WHAT YOU ARE ASKED TO DO:
Produce a verbatim transcription of the records below, beginning at the line containing "Target: eyebrow" and ending at the final line; include only those lines.

(Excerpt from a dataset)
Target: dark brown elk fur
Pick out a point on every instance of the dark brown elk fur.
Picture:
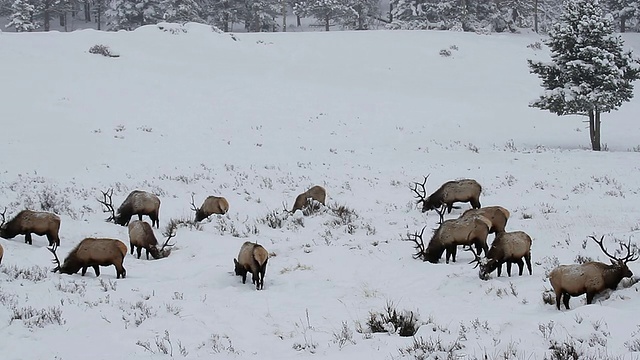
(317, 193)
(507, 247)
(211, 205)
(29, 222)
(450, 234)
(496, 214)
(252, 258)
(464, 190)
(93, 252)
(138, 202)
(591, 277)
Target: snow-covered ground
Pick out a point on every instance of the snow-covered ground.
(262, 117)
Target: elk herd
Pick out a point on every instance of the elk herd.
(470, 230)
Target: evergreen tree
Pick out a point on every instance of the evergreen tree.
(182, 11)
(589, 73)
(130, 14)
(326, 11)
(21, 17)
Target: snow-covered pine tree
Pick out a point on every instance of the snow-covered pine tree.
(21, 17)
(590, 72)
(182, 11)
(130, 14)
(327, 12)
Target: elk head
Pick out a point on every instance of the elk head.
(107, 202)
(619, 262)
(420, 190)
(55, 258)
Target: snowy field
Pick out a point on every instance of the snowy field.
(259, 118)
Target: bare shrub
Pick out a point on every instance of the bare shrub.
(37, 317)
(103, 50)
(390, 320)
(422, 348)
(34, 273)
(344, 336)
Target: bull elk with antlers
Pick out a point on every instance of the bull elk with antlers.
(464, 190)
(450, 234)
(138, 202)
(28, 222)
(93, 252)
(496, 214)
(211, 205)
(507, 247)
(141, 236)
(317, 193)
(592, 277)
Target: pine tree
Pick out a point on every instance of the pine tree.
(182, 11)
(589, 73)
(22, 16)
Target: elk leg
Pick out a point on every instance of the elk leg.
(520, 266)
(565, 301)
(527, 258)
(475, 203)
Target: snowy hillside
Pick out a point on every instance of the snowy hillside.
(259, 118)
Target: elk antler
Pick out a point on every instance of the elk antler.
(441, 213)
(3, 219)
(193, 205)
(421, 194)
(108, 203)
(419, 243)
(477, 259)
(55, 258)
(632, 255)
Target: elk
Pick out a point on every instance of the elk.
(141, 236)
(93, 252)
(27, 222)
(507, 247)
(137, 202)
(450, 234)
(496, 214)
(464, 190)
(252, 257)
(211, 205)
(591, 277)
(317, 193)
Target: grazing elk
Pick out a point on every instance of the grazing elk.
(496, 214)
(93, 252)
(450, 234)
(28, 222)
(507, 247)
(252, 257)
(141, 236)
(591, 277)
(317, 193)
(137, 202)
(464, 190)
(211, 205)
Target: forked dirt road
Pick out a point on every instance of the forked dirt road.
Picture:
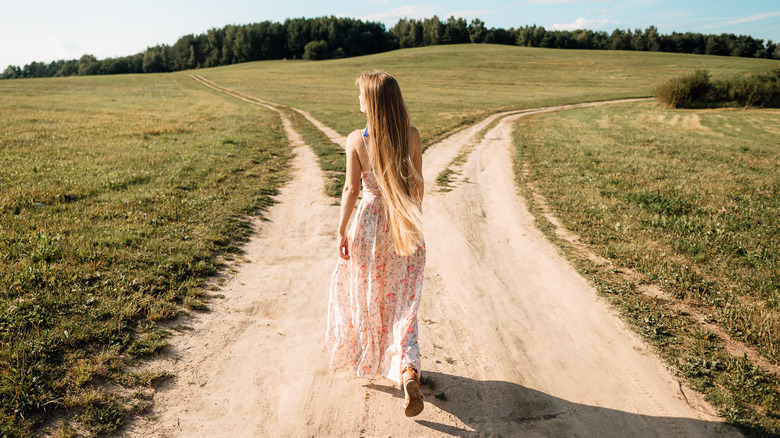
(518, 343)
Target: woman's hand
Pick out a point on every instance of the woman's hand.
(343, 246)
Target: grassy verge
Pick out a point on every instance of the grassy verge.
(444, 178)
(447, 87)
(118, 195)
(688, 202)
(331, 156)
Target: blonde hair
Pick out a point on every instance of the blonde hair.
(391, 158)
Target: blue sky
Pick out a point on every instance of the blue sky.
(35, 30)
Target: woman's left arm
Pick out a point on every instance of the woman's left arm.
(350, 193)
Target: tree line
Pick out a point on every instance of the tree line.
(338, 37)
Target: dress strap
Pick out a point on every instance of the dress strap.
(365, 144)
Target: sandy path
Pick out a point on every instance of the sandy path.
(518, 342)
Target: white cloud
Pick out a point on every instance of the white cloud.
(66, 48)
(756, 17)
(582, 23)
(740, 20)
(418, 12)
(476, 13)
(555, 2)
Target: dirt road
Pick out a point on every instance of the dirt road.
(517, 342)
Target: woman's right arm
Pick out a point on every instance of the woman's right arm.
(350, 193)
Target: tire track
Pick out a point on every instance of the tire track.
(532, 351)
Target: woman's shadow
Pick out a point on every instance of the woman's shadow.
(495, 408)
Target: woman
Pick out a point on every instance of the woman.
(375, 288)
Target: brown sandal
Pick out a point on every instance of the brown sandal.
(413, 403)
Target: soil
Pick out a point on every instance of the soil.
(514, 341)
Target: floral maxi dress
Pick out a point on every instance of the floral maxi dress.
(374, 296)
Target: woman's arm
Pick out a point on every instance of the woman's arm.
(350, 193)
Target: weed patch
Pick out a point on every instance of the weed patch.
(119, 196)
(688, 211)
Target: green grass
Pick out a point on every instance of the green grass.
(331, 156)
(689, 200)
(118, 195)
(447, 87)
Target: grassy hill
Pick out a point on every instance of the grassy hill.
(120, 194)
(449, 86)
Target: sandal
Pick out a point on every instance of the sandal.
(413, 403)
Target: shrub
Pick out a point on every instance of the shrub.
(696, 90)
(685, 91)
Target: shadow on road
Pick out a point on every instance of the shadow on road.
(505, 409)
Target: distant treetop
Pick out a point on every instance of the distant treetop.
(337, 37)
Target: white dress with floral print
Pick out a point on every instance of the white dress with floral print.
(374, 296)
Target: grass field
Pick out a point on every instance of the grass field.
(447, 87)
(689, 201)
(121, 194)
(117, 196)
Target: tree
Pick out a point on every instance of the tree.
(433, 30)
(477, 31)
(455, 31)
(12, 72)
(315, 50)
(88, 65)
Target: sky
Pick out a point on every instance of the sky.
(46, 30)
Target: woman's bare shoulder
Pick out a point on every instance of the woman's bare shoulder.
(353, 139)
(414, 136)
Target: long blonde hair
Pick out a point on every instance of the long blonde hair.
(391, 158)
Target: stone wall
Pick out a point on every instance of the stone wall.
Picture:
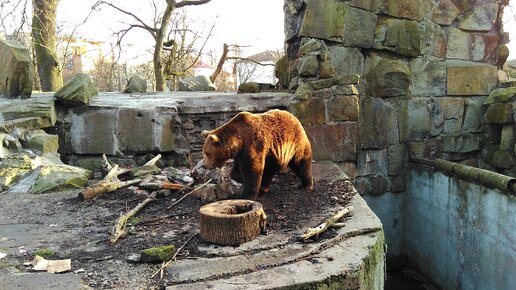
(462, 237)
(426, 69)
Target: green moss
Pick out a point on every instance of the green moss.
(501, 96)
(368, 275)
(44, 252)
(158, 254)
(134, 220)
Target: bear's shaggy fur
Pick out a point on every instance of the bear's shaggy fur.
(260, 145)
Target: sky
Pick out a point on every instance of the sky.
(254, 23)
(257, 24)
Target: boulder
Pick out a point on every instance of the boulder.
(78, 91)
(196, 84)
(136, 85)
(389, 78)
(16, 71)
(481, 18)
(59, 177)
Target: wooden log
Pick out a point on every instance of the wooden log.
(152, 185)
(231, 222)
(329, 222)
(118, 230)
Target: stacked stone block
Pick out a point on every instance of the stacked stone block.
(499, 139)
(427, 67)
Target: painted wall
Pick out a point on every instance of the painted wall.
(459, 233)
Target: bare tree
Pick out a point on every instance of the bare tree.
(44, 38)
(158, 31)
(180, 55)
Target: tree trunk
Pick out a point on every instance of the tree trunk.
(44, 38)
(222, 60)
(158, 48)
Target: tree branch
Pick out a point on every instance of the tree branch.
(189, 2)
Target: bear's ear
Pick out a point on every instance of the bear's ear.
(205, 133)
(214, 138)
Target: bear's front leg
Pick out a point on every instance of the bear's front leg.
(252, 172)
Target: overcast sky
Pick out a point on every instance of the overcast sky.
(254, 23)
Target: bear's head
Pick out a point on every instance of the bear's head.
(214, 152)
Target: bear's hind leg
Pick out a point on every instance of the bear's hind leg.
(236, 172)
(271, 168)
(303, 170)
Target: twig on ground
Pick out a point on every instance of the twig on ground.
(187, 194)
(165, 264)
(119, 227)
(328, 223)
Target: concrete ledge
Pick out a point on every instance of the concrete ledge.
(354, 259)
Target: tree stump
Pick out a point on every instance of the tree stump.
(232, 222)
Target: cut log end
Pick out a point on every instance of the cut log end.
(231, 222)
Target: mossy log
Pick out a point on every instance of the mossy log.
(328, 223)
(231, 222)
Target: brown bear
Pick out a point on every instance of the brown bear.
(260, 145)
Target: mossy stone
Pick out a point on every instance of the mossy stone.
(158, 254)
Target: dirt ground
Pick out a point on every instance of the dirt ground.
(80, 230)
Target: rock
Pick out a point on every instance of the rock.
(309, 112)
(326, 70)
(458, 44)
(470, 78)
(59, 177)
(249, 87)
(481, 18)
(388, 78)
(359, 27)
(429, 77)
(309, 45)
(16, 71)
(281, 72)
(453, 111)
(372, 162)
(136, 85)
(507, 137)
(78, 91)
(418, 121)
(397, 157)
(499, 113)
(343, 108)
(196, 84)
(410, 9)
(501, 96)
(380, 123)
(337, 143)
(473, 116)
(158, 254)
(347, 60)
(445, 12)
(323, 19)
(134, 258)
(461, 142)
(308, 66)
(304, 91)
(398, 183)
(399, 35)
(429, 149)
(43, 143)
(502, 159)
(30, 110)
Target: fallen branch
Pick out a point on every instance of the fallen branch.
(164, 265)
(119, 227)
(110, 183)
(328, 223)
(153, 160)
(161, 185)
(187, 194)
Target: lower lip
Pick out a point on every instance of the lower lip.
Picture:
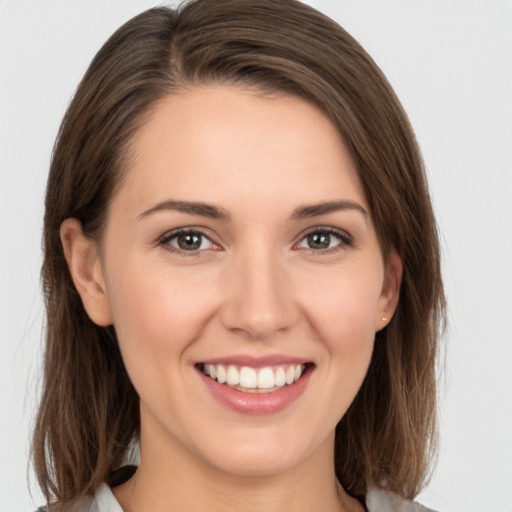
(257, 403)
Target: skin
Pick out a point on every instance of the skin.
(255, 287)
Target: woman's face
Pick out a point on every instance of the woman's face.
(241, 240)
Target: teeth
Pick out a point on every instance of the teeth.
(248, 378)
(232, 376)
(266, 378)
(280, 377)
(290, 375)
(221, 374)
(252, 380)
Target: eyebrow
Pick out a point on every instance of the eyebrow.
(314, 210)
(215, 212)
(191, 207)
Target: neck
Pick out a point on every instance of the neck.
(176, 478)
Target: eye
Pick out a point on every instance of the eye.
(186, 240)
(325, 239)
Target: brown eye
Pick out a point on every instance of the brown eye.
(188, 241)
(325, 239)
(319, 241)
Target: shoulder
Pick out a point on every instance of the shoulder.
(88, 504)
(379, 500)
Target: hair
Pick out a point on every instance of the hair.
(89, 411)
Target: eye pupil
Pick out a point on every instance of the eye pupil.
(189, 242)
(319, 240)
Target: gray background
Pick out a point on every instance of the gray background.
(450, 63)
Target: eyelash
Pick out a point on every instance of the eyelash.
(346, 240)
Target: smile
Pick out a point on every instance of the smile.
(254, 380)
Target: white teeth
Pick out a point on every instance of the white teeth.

THE ANSWER:
Target: eyebrow
Pick out a point on every instance of the eyebrow.
(314, 210)
(215, 212)
(191, 207)
Target: neck
Pick out a point on every instance of the neck.
(176, 478)
Target: eye
Pick out a point on every instance of the eye.
(186, 240)
(325, 239)
Target: brown eye
Pick out a point on every instance of the brown eye.
(188, 241)
(325, 239)
(319, 241)
Target: shoulder
Pick out a point on every instance of the shoulder.
(88, 504)
(379, 500)
Target: hair
Pick out a point on every instance of the hair.
(89, 411)
Target: eye pupil
Pick out a point on every instance of the eye pupil.
(189, 242)
(319, 240)
Target: gray background
Pick out a point on every instance of the gray background.
(450, 63)
Target: eyelash
Pick out a point on every instance of the eyelash.
(346, 240)
Target: smile
Pick out a point on every instance of the smile.
(254, 380)
Target: white teeth
Pick out a point on every instance of the white teeth.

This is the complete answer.